▶ _SUPPLIED INFORMATION_:
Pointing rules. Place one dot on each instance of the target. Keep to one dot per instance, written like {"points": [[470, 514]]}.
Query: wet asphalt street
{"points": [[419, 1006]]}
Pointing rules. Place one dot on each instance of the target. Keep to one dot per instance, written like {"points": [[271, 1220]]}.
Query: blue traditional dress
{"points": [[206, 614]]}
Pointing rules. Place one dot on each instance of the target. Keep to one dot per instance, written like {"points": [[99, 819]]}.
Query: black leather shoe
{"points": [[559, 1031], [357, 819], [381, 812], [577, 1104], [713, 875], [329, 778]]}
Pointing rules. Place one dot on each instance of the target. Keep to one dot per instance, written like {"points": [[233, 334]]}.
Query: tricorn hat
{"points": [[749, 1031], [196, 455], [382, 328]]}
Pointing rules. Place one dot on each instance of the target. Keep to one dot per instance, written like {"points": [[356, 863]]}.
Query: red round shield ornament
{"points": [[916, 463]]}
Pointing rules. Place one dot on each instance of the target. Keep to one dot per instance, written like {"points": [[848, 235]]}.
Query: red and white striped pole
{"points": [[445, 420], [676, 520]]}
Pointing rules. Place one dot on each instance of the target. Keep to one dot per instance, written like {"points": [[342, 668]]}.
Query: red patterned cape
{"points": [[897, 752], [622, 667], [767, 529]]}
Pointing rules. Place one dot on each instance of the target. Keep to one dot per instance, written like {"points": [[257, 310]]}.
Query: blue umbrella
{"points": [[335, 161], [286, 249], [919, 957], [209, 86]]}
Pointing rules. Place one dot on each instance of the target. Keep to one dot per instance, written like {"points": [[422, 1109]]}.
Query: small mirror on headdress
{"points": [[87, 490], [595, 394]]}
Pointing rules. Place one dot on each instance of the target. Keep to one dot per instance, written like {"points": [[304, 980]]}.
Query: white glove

▶ _ACTIVITY_: Please transcribe the entire listing exactly as given.

▶ _OUTPUT FOR THIS EXERCISE_:
Pointing rules. Place one dot on each instance of the target. Keep to one dot per instance, written like {"points": [[470, 514]]}.
Query: wet asphalt street
{"points": [[419, 1006]]}
Pointing rules. Place one dot on each instance of the target. Keep to one dot per instance, written like {"points": [[271, 1220]]}.
Query: blue traditional dress
{"points": [[206, 614]]}
Pointing rules. Place one dot on each instance of the target. Keep to one dot per instance, written like {"points": [[99, 819]]}.
Query: black leather shoe
{"points": [[559, 1031], [357, 819], [381, 812], [577, 1104], [713, 875], [329, 778]]}
Pointing rules. Place one dot on each instance of the target. Keep to one dot per instance, written like {"points": [[233, 334]]}.
Query: tricorn hat
{"points": [[749, 1031], [196, 455], [382, 328]]}
Pointing rules. Place one dot on each instance of the target. Keep to one dot per instance, written like {"points": [[356, 863]]}.
Query: red round shield ornament
{"points": [[916, 463]]}
Pointing rules. Place one dot on each instance of the target. Keep to one dot per instance, written like {"points": [[848, 235]]}.
Query: red and white striped pole
{"points": [[445, 420], [676, 520]]}
Pointing rules. Place one dot on each instance of the target. Keep to one dot per instance, written like {"points": [[342, 668]]}.
Query: red patterned cape
{"points": [[897, 752], [622, 667], [767, 529]]}
Pointing rules. Place one dot on each instance of the target. Keep to one dot per instance, written like {"points": [[257, 310]]}.
Query: blue umbrella
{"points": [[335, 161], [286, 249], [919, 957], [209, 86]]}
Pointing rules. Place one dot on each instance of the target. Keep to one dot per instance, written like {"points": [[422, 1109]]}.
Query: small mirror on headdress
{"points": [[87, 490], [595, 394]]}
Pointing rules. Place one dot on each instance of the target. Keep to one dot per instance, written like {"points": [[304, 980]]}.
Query: white glove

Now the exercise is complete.